### Brief
Every line that contains "green" must be located and copied from the data.

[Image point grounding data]
***

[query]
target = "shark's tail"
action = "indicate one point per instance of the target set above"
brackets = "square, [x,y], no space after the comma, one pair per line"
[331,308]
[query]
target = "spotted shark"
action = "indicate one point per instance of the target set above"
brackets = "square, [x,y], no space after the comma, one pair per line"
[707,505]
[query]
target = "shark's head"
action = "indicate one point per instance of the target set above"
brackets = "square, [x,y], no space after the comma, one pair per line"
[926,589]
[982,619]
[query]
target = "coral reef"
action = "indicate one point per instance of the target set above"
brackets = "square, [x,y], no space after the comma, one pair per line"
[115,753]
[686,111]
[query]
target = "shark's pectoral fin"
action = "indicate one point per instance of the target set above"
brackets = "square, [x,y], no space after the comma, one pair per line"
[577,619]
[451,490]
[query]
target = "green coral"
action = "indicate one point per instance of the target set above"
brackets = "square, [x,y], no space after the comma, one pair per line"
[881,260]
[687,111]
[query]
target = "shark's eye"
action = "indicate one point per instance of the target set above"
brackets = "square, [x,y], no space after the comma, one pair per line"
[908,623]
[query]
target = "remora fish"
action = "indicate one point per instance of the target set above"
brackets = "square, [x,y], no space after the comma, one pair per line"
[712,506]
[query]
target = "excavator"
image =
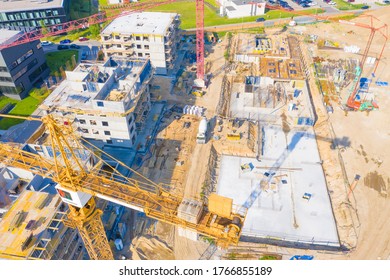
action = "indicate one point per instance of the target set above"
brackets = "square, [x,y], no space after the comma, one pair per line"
[78,184]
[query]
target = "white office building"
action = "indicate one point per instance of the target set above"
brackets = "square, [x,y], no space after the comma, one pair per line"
[144,35]
[107,102]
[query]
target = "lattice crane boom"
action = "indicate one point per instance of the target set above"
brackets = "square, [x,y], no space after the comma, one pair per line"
[75,180]
[200,39]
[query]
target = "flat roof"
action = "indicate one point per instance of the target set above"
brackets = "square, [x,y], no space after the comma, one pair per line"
[294,206]
[6,35]
[14,231]
[29,5]
[141,23]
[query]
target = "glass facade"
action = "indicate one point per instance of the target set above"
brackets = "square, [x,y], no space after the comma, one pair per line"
[32,18]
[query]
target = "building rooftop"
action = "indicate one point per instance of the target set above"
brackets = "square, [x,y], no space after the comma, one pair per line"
[28,5]
[294,206]
[141,23]
[87,86]
[26,222]
[7,35]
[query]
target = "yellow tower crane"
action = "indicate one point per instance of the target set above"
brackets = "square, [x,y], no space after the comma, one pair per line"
[78,185]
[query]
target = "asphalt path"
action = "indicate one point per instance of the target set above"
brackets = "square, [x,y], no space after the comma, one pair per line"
[89,48]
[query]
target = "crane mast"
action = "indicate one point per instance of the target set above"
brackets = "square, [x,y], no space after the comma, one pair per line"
[78,185]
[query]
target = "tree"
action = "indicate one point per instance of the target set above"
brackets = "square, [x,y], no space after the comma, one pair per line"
[43,27]
[100,55]
[95,30]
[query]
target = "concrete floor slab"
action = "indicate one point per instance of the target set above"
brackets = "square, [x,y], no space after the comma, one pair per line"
[292,206]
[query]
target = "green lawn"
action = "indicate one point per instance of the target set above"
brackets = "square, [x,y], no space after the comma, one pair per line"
[57,59]
[23,107]
[381,4]
[343,5]
[188,15]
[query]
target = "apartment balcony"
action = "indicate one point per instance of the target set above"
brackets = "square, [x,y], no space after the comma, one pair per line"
[168,43]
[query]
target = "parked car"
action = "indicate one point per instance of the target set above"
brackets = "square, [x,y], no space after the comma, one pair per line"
[74,46]
[46,43]
[62,47]
[187,125]
[65,41]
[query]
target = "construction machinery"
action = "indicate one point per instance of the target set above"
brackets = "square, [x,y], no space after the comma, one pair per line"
[78,184]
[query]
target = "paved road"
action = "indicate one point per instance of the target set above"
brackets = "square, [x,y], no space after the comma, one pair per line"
[90,48]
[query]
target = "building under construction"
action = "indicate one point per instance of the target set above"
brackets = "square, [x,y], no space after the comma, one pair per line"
[108,102]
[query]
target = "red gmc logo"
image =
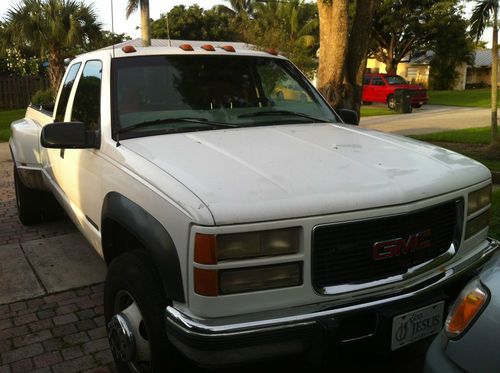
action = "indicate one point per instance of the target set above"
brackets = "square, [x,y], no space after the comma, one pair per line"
[400,246]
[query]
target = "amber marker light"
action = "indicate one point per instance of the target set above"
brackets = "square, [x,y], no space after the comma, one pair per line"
[466,308]
[205,282]
[186,47]
[272,51]
[208,47]
[128,49]
[204,249]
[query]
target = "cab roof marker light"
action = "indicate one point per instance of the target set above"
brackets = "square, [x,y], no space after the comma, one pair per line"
[128,49]
[228,48]
[272,51]
[208,47]
[186,47]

***

### Result for this exercise
target = "green coral"
target = "green lawn"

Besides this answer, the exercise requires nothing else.